▸ **ABOUT THIS TASK**
Which lines in the records below mention the word "area"? Copy each one out.
※
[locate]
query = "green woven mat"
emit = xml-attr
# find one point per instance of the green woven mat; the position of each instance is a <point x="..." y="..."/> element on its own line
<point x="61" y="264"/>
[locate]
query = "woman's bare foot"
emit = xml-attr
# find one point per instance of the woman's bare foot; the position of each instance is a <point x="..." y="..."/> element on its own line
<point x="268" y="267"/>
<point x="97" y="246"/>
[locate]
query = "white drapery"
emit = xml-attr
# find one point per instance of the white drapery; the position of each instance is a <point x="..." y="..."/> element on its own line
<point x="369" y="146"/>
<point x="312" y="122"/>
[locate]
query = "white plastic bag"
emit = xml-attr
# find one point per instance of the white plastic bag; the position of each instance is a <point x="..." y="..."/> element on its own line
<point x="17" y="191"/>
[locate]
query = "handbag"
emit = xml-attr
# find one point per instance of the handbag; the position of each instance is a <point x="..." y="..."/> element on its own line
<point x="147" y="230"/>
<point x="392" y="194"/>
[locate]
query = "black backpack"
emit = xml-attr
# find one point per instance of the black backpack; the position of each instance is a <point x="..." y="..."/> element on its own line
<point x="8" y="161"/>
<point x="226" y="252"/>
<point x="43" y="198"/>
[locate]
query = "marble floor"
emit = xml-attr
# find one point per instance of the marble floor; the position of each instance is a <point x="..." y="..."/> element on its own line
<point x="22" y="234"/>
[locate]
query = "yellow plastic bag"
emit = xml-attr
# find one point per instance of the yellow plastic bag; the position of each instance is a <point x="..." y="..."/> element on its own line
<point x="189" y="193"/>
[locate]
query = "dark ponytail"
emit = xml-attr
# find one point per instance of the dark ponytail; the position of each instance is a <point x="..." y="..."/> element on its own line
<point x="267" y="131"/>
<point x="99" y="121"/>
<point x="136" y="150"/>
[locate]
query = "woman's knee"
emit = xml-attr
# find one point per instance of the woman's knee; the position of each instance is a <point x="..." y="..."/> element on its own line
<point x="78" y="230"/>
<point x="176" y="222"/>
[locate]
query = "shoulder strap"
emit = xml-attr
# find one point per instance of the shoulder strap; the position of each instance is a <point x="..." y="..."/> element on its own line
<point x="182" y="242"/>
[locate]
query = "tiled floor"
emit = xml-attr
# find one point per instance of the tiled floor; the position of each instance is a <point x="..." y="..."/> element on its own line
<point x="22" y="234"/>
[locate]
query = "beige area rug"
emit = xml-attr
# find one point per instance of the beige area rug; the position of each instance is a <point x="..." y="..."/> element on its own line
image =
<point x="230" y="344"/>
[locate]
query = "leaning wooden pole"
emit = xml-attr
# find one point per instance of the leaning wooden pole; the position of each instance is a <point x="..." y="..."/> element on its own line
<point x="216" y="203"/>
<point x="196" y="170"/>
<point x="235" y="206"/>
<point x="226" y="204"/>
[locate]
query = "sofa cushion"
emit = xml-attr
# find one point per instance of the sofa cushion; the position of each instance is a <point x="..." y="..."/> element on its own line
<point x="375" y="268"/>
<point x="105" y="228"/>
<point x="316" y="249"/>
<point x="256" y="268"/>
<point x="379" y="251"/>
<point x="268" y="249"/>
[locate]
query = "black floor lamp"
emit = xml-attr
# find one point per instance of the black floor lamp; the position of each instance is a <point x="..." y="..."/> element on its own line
※
▸ **ANSWER SECTION**
query = "beige area rug"
# find one point per instance of the beige area rug; the position of each instance is a <point x="..." y="..."/> element on its own line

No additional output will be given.